◆ What you will do
Set down exactly each line of the entries below, beginning at the one that contains "Please drop a marker on the white shutter" and ending at the last, and no others.

Stored entries
★ ★ ★ ★ ★ ★ ★

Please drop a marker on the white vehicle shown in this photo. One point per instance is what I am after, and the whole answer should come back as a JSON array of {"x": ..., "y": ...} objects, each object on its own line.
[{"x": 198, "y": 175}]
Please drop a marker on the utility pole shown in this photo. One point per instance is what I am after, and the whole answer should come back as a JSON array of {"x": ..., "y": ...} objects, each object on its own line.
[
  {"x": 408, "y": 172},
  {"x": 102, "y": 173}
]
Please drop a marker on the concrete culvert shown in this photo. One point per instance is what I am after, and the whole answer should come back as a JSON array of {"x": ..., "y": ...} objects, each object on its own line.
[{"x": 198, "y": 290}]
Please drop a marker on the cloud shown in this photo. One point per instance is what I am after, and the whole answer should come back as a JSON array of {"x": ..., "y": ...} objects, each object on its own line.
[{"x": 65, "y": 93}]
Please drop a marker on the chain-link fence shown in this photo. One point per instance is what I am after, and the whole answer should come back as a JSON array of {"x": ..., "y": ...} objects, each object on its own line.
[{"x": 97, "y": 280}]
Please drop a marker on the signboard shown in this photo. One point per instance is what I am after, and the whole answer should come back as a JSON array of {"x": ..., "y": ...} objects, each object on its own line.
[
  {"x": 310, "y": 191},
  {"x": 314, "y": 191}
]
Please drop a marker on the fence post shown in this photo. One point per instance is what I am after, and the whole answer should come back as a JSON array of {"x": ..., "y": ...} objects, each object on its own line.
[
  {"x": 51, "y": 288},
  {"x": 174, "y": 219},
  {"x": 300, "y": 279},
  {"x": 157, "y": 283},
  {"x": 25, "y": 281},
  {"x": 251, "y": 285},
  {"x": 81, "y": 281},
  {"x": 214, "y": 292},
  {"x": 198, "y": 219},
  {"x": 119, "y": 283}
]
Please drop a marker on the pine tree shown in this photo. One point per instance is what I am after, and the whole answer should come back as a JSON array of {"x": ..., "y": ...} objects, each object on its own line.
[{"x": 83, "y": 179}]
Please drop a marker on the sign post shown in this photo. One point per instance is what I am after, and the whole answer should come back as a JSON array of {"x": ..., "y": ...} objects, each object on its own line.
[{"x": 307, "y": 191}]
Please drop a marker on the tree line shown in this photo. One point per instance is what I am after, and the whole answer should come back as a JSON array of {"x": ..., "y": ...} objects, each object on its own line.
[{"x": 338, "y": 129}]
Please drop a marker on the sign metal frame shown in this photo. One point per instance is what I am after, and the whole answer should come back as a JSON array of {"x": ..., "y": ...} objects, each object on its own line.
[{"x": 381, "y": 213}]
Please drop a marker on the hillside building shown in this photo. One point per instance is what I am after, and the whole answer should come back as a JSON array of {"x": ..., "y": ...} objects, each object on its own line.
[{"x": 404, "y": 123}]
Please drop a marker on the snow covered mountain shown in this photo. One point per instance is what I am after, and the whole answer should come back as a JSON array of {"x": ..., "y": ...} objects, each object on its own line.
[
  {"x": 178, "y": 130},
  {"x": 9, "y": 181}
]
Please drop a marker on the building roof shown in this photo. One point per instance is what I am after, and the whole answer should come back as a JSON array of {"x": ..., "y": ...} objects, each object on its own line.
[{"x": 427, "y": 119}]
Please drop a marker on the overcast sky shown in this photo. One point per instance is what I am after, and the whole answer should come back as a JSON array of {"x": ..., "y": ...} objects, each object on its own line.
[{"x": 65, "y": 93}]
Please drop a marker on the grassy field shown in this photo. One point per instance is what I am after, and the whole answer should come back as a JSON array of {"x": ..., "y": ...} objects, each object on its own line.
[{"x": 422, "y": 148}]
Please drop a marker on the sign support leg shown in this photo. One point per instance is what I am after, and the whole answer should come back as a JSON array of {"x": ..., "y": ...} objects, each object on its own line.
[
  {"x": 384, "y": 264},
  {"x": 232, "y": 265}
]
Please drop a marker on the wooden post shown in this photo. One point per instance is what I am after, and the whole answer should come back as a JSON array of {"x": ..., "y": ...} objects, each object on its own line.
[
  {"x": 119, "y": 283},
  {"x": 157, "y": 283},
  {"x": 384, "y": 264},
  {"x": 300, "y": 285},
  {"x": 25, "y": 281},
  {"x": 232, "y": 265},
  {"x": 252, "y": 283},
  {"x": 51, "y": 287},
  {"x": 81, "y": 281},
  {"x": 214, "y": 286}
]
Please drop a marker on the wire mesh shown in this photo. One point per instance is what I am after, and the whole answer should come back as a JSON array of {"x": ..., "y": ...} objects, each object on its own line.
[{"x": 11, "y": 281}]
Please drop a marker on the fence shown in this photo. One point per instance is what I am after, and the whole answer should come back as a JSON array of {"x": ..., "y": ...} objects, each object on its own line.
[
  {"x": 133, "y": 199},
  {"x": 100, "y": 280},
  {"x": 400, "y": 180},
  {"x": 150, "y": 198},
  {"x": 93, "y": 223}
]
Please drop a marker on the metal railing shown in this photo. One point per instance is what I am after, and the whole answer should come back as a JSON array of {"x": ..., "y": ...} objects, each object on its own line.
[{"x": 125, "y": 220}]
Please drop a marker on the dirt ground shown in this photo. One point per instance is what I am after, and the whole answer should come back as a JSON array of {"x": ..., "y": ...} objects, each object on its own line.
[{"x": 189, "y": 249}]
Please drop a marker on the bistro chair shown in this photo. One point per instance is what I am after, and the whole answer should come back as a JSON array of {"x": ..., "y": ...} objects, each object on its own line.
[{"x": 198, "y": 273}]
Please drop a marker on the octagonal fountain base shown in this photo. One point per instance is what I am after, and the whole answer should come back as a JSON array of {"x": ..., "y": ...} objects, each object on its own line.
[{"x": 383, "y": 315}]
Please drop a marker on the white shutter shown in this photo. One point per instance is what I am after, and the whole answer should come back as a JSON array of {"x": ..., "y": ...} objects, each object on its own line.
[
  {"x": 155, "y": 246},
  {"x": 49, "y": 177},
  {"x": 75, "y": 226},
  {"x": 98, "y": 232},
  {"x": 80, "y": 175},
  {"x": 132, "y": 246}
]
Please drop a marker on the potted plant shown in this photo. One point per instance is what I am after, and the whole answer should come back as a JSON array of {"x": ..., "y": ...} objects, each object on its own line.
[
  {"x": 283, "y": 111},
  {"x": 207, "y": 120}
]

★ ★ ★ ★ ★ ★ ★

◆ Answer to this exercise
Please drop a marker on the white shutter shown in this photo. One point per instance is what I am after, and the whole answer should come back as a JSON array of {"x": ..., "y": ...} objects, each object on its own line.
[
  {"x": 155, "y": 246},
  {"x": 49, "y": 177},
  {"x": 75, "y": 226},
  {"x": 98, "y": 232},
  {"x": 80, "y": 175},
  {"x": 132, "y": 246}
]
Please drop a marker on the potted plant shown in this photo. One point per instance is what I am after, and the whole answer should come back as a JSON array of {"x": ..., "y": ...} objects, each object on its own line.
[
  {"x": 283, "y": 111},
  {"x": 207, "y": 120}
]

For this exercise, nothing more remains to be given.